#### FRAGMENTO
La reunión de todos ellos, salvo las excepciones consignadas, conforman a mi parecer un libro único, siquiera dividido en partes. No niego que, a medida que avanzaba, tenía la sensación de que la poesía de Alcorta se fortalecía, algo que se aprecia bien en sus últimas entregas; según creo, las más logradas.
A lo largo del tiempo (y de esas páginas), el tono diarístico, de anotaciones a pie de día; el meritorio uso del encabalgamiento, que tanto refuerza su personal forma de decir; la presencia de lo amoroso, eje cardinal de esta poesía, amor y desamor mezclados, con Marta al fondo; las metáforas marinas, naturales en alguien que siempre ha vivido en la costa; lo meditativo y su discurso, de estirpe cernudiana; la memoria, que por eso escribe: para que no fenezcan los recuerdos; la amistad y los amigos, evidente a tenor de las numerosas dedicatorias, entre las que no faltan los nombres de dos inseparables compañeros de aventuras literarias y vitales: los poetas Rafael Fombellida y Lorenzo Oliván; el fracaso, el dolor, la culpa, el alcohol: «Mi fuerte de problemas soy yo mismo»; la muerte, que protagoniza, por ejemplo, uno de sus libros más genuinos: Aflicción y equilibrio (2020), escrito con motivo del fallecimiento de su padre; la propia escritura, que «es la trampa. Yo el señuelo»; la mirada, tan importante: «Quien aprende a mirar, aprende a ser»; los lugares: «La Camargue», «Punta Uía», Parma, «Monte Dobra», «Burial Hill», «Sounion», Lisboa, etc.; los aforismos que se cuelan en forma de verso: «Escribir es solo / una forma de cobardía», «Esperar es creer en el futuro»; la naturaleza, en especial el clima, con constantes llamadas al momento del día en que se está o a los cambios de la luz que iluminan el mundo; la preocupación por el paso del tiempo, ya patente en su primerizo «28 años y un día»; la identidad, las «cuestiones personales», como el título de su poema, ese viaje interior a sí mismo («¡Qué poco sé de mí!») del que da cuenta en «Confesión», «Estado de ánimo», «Examen de conciencia» o «Formas de vida»: «Ten paciencia. Resiste», porque, aunque «detesto las confidencias, dice con Chatwin, «creo que un hombre es la suma de sus cosas»; la tristeza: «De mis padres heredé esta afición / secreta a la melancolía y cierta / propensión –al parecer, injustificada– al victimismo que tantos dolores / de cabeza me causa»; la soledad («Estoy hablando de cómo un hombre solo / se ve a sí mismo solo como un hombre») y el silencio («esta patria»); y, por fin, la vitalidad, a pesar de todos los pesares, una actitud que resume bien este verso: «Vivir , no pensar, vivir únicamente».

#### ÍTEMS PROPORCIONADOS
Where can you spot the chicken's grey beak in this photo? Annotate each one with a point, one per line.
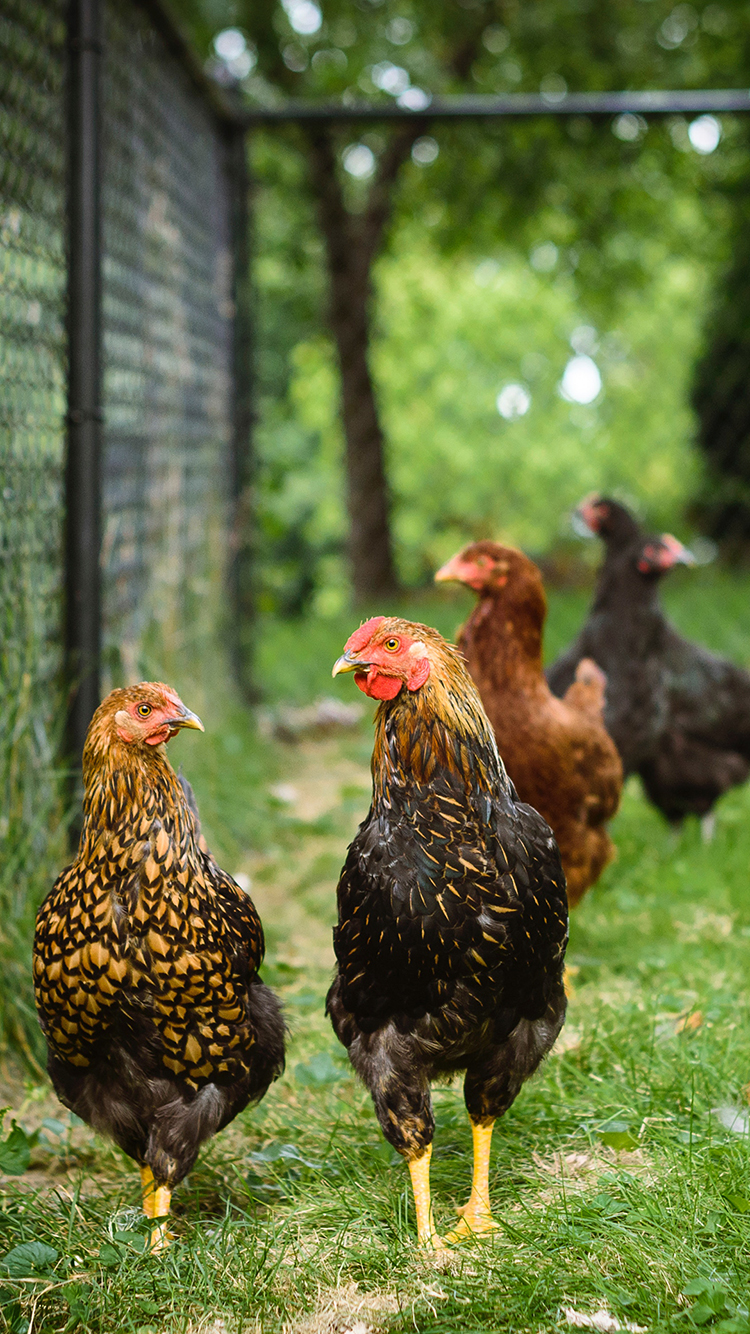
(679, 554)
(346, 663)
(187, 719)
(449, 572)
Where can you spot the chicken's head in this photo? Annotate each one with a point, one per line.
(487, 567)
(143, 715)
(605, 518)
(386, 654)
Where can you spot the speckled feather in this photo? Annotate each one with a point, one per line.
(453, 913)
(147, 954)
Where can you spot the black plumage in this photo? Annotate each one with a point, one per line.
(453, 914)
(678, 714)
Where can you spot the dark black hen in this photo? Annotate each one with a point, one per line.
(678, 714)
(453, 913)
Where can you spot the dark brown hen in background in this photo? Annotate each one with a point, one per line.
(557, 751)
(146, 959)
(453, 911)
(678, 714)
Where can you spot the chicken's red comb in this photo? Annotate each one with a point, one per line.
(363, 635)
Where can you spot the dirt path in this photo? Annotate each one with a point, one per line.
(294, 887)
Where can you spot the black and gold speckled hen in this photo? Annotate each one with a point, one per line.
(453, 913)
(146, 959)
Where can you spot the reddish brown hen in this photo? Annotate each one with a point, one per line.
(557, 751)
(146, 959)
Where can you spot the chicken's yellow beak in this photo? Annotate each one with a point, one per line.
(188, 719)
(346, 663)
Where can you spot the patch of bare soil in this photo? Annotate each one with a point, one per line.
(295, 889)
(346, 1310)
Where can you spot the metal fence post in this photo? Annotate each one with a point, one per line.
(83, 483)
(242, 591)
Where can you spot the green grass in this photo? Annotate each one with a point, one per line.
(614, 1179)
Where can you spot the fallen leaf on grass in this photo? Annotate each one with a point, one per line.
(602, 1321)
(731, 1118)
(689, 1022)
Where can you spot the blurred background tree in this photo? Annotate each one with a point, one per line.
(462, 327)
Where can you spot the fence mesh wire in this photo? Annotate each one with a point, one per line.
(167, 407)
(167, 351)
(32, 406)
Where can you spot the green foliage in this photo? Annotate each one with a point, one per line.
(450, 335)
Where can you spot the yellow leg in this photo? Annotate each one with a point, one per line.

#### OBJETIVO
Según el fragmento, ¿qué dos poetas figuran en las dedicatorias como inseparables compañeros de aventuras literarias y vitales? Los ítems proceden de una fuente distinta.

#### RESULTADO
Rafael Fombellida y Lorenzo Oliván.